**EXCERPT:**
Farming
Since I was young, I have grown various plants like carrots, beans, vegetables, herbs, and berries. My farming journey began in my home garden and my grandfather's summer house. Growing plants sparked my interest in farming and related activities. Thankfully, my parents supported my passion by taking me to farm stays and cooking classes around the world. Talking with farmers who manage large-scale farms deepened my understanding of how vital farming is to people's lives. Cooking exotic dishes with local ingredients showed me the importance of preserving the environment and valuing natural resources. I have also volunteered and visited farms in Indonesia and the Philippines, and supported farmers and children in Africa. All these experiences have inspired me to pursue a future in farming, with the goal of enriching lives by developing sustainable solutions for food and growth.
STEM
My farming activities made me really interested in science, especially biological science and engineering. Unlike most of my STEM friends, I started by growing crops and figuring out how to preserve food using science. To learn more, I took Harvard X’s Food Fermentation: The Science of Cooking with Microbes during summer break. Though difficult, the course taught me so much about fermentation. I also did my own experiments making vinegar, syrups, and other fermented foods. My passion was recognized when I was selected to participate in the Biotechnology Camp at Seoul National University’s College of Agriculture & Life Sciences, a highly advanced research program. It was tough, but I studied hard and loved the challenge. After the camp, I even wrote my own research paper about fermentation and how it can be used in real life.

**ACTIVITIES:**
A: List every plant that the farming and STEM text says was grown from a young age.
B: Write a continuation of the farming and STEM text that picks up after its final sentence.
The items that come after the farming and STEM text are separate material.

**EXTRACTED RECORDS:**
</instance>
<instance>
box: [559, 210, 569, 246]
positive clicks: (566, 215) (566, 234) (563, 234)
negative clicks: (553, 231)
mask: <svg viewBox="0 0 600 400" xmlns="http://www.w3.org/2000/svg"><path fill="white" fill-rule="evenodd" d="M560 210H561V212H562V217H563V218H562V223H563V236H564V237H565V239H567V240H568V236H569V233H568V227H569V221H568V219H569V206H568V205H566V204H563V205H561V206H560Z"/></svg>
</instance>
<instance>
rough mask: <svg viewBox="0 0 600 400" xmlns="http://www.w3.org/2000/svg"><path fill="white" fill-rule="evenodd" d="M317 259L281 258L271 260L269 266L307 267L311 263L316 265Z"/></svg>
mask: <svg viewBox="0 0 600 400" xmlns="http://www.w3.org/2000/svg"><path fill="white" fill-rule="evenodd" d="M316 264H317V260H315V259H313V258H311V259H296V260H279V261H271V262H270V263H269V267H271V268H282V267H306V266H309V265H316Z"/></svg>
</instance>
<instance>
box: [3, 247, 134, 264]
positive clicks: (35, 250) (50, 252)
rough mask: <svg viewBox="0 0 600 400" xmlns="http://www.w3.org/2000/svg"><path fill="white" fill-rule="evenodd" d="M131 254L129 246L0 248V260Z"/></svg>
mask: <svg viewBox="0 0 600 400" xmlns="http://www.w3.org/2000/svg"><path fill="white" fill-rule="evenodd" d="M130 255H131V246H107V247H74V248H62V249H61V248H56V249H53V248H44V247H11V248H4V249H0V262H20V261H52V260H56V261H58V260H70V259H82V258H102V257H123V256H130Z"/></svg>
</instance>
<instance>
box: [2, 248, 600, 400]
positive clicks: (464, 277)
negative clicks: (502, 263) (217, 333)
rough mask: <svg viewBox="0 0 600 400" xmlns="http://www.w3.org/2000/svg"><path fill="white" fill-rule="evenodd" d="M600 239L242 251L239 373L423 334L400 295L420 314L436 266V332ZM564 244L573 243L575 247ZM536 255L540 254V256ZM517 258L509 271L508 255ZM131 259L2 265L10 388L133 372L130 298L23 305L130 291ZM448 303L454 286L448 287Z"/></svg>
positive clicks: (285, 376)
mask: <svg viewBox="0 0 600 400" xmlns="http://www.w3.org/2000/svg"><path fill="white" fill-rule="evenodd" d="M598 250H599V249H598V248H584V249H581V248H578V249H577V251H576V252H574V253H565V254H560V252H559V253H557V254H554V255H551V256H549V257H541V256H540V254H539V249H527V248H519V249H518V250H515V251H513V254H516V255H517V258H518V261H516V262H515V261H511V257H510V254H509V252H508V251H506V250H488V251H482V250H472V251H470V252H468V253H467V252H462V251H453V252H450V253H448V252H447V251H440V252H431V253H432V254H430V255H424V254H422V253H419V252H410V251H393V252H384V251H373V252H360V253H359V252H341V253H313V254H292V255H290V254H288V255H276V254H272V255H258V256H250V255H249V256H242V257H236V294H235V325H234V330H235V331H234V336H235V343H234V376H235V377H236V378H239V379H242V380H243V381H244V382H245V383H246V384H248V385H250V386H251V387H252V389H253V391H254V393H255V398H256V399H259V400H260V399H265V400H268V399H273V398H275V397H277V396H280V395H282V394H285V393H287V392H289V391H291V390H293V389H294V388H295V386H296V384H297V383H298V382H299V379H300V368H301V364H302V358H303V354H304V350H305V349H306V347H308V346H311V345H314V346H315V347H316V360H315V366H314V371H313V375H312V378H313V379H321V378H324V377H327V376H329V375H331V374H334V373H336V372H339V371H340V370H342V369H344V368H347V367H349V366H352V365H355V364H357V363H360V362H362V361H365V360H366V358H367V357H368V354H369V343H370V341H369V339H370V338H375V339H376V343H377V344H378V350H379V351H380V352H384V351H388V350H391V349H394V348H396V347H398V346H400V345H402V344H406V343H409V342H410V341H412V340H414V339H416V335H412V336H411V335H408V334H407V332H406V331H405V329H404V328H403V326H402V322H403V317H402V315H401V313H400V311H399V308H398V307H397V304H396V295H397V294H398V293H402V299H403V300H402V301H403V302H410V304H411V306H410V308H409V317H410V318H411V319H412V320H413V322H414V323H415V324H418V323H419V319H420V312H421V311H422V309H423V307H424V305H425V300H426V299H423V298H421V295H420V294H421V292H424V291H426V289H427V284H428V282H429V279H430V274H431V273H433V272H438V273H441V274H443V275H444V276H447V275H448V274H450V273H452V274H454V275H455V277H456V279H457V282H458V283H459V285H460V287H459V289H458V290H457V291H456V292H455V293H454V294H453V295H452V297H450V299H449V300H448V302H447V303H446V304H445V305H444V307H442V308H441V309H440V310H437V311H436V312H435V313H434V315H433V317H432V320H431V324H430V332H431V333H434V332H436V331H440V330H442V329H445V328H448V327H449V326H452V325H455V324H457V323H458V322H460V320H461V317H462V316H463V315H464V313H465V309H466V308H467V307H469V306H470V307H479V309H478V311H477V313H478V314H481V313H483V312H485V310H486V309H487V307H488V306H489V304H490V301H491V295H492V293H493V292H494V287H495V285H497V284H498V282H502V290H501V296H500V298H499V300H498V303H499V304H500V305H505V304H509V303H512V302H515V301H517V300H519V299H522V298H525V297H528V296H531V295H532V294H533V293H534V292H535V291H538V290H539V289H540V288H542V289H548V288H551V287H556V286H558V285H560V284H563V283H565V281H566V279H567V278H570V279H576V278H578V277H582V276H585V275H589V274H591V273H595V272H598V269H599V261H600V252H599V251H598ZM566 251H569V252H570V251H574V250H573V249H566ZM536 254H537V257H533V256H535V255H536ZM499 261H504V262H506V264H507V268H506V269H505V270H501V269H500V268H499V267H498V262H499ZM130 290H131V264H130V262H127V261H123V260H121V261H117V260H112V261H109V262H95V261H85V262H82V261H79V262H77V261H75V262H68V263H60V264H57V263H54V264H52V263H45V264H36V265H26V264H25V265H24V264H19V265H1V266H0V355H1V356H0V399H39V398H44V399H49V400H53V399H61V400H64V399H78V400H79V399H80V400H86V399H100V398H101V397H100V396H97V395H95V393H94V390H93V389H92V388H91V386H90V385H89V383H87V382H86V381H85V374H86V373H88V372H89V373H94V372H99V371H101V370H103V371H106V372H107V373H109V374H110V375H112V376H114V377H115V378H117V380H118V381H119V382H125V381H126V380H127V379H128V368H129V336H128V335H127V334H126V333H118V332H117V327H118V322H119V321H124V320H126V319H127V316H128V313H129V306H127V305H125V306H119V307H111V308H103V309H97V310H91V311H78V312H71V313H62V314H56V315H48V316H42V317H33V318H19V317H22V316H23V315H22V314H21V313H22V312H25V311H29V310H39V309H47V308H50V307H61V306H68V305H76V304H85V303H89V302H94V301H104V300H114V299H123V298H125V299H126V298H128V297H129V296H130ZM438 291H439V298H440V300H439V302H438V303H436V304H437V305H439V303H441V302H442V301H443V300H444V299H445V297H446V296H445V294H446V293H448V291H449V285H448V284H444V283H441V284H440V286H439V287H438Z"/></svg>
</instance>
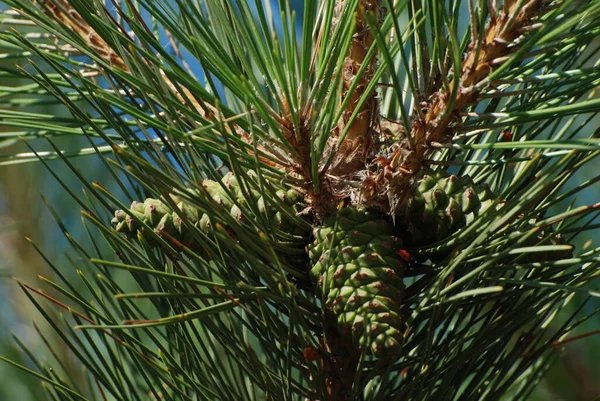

**RESPONSES IN ORDER:**
A: carrots, beans, vegetables, herbs, berries

B:
Utilizing my farming experiences and coding knowledge acquired at a summer coding program, I developed an automatic watering program. This smart farm is a system that applies sensors and communications (IoT), data analytics, and AI to agriculture (crops, livestock, and aquaculture) to automatically monitor and control the environment, thereby increasing productivity and quality while reducing water, energy, and labor. Among these, the automatic irrigation system is designed to keep soil moisture within a hysteresis-based target range, with minimum on-time and cooldown intervals enforced on the pump to prevent excessive switching and overheating. Measurement signals are smoothed (filtered) to reduce noise, all state changes and sensor readings are logged over serial, and a button allows manual override when necessary. Additional sensors such as temperature/humidity and flow/level can be integrated, and cloud logging can be extended for remote monitoring and analysis, enabling the end-to-end loop of “measurement → decision → pump control → record” to operate reliably and transparently.